_Task brief_
Only the pictures are to be omitted; everything else in the listing must be reproduced exactly.

_Material for the task_

<<<<

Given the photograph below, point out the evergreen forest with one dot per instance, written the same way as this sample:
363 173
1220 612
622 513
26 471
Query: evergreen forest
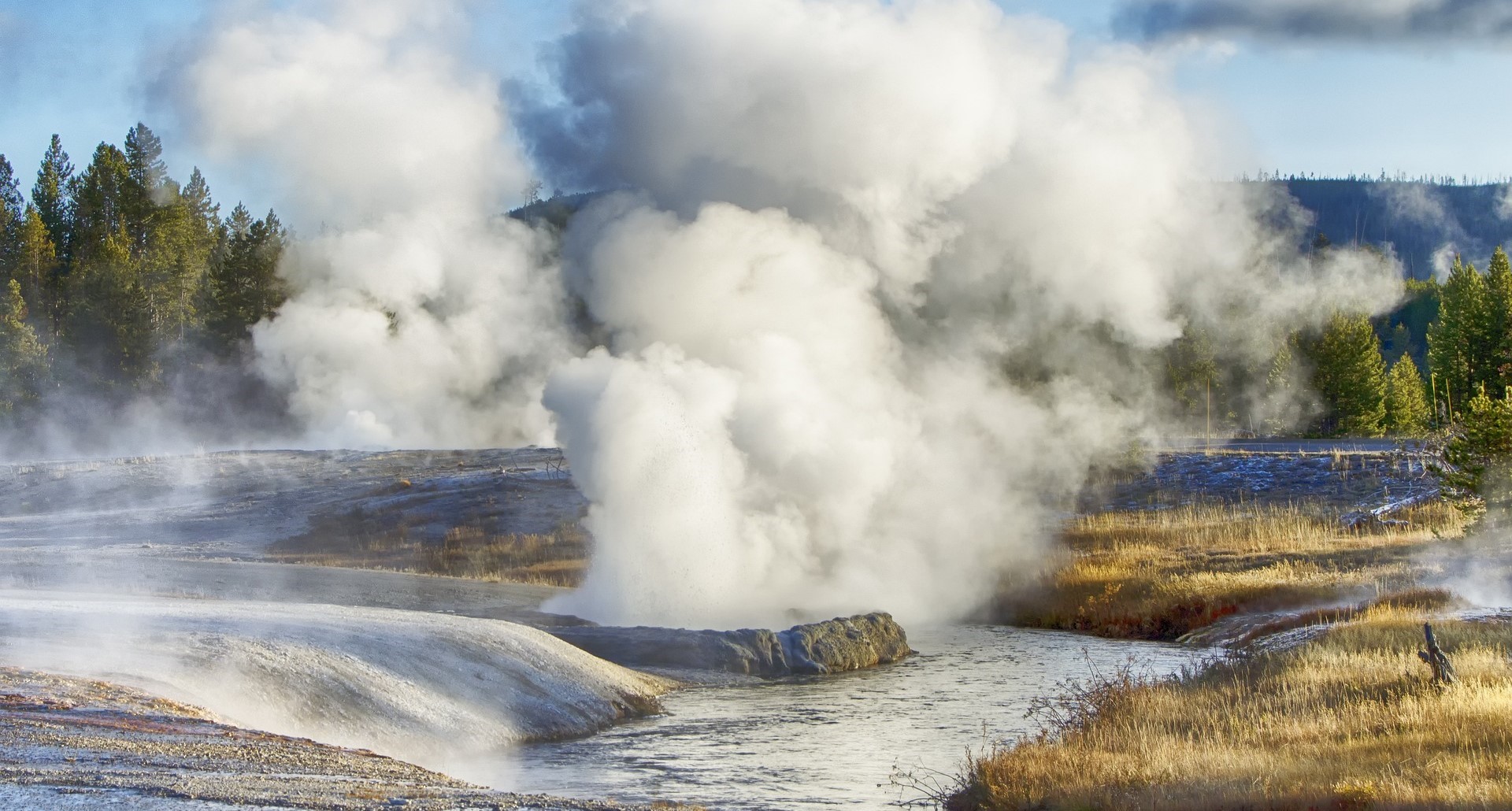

>>>>

_Exercise solution_
Given the photograph below, point out the evergreen forest with one dot per instance, written the same way as this sample:
363 173
1220 612
622 513
26 471
Query: evergreen forest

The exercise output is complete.